=== Tasks for this exercise ===
A – Which movie does the blog post name as its first point of inspiration?
B – Please reproduce the blog post starting with "Today’s little piece" and going on through "you rent it.".
--- Document text ---
Is health a currency?
Today’s little piece of wisdom was inspired by three things. The first is the movie In Time, that’s main premise is that being employed means that you get more life to live past 25. If you haven’t watched it yet, I suggest that you rent it.
The second point of inspiration is something that one of my graduate professors had said during one of my classes in my first MPH semester:
Most people don’t get sick…that’s the reality.
The last point of inspiration is something that my mother constantly reinforces whenever I speak with her. And it’s not something groundbreaking, or an expression that she coined. But it’s important nonetheless:
The only thing important in this life is your health. Health precedes all else.
The question of whether or not health is (or should be) a currency is more of a hypothetical one as health is viewed differently across cultures, socio-economic circumstances and health status. It’s stands true that for many of us, while we are healthy, health doesn’t occupy a high priority in our daily lives. With school, work, family and daily obstacles, health rarely becomes a consistent/persistent thought in our minds.
Here’s a genius formula that I invented and this is really what lead to me writing this post:
Health = independence. Independence = ability to work. Ability to work = money. This means that Health = money….correct?
The inverse could also be assumed depending on your ability to obtain health, which in the US is more of a privilege than a right (money = health).
--- Data supplied ---
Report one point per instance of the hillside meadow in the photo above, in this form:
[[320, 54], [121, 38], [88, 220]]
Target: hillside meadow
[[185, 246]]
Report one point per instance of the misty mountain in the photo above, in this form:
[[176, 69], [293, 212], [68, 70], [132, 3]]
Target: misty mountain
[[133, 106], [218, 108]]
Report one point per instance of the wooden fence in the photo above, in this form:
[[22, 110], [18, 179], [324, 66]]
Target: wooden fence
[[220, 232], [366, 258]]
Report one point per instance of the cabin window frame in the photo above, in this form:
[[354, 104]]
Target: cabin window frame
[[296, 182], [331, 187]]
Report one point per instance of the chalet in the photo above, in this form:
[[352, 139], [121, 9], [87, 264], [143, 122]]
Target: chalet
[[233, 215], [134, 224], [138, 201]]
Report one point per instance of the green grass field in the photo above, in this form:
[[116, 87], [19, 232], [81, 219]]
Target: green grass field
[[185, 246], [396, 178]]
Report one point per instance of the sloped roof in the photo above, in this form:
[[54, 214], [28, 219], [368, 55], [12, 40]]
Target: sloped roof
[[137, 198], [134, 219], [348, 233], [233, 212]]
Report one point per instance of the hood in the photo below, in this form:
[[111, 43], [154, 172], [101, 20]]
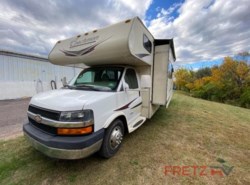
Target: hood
[[67, 99]]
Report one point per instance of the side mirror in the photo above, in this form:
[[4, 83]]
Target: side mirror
[[64, 81], [125, 86]]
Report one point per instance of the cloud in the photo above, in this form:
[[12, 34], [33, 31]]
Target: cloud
[[35, 26], [205, 30]]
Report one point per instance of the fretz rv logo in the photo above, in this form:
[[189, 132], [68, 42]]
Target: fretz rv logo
[[83, 41], [196, 170]]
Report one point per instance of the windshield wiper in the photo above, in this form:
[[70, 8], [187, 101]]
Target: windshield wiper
[[87, 86], [68, 86]]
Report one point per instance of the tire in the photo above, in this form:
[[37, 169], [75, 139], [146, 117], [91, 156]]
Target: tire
[[112, 139]]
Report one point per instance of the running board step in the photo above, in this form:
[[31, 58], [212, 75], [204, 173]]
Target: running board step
[[137, 123]]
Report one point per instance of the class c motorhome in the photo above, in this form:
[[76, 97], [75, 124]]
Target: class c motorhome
[[127, 76]]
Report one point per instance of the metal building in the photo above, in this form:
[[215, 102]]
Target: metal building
[[23, 75]]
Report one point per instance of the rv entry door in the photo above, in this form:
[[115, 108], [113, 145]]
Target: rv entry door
[[133, 94]]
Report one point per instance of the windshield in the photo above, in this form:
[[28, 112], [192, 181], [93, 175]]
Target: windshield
[[98, 78]]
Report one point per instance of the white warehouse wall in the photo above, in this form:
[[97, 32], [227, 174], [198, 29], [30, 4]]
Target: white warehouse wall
[[24, 75]]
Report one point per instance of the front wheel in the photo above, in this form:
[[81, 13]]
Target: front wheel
[[113, 139]]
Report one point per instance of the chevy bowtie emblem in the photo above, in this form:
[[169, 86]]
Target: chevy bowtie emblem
[[38, 118]]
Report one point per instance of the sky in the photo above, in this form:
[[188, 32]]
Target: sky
[[204, 31]]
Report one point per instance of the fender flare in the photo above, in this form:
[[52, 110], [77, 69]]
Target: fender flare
[[113, 117]]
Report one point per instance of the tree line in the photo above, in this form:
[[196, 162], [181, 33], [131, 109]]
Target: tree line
[[227, 83]]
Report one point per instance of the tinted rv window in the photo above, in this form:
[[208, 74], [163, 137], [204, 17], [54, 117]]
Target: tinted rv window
[[147, 44], [170, 70], [131, 79]]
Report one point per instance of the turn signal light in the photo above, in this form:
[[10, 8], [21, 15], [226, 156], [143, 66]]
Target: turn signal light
[[74, 131]]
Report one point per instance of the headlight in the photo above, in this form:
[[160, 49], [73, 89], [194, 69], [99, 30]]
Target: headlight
[[75, 116]]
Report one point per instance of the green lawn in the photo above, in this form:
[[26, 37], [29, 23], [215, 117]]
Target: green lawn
[[190, 132]]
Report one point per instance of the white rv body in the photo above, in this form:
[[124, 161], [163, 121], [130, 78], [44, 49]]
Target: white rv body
[[127, 76]]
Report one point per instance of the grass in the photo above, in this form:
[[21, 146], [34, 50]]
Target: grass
[[190, 132]]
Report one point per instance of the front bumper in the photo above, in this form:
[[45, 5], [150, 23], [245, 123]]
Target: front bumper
[[63, 147]]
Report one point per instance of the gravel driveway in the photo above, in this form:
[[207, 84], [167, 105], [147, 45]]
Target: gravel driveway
[[13, 113]]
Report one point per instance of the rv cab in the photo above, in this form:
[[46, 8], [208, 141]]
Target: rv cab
[[126, 77]]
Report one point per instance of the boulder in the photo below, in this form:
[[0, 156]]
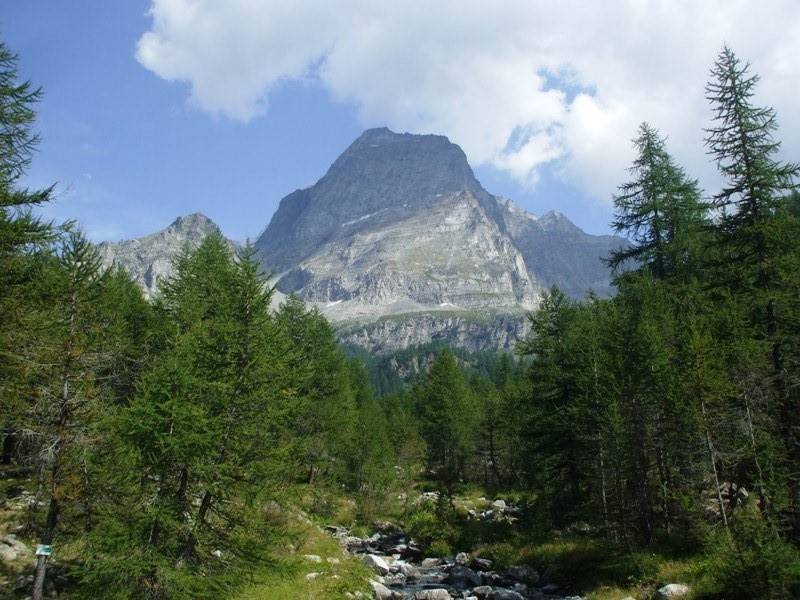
---
=== Answers to the exercises ===
A – In Time

B –
Today’s little piece of wisdom was inspired by three things. The first is the movie In Time, that’s main premise is that being employed means that you get more life to live past 25. If you haven’t watched it yet, I suggest that you rent it.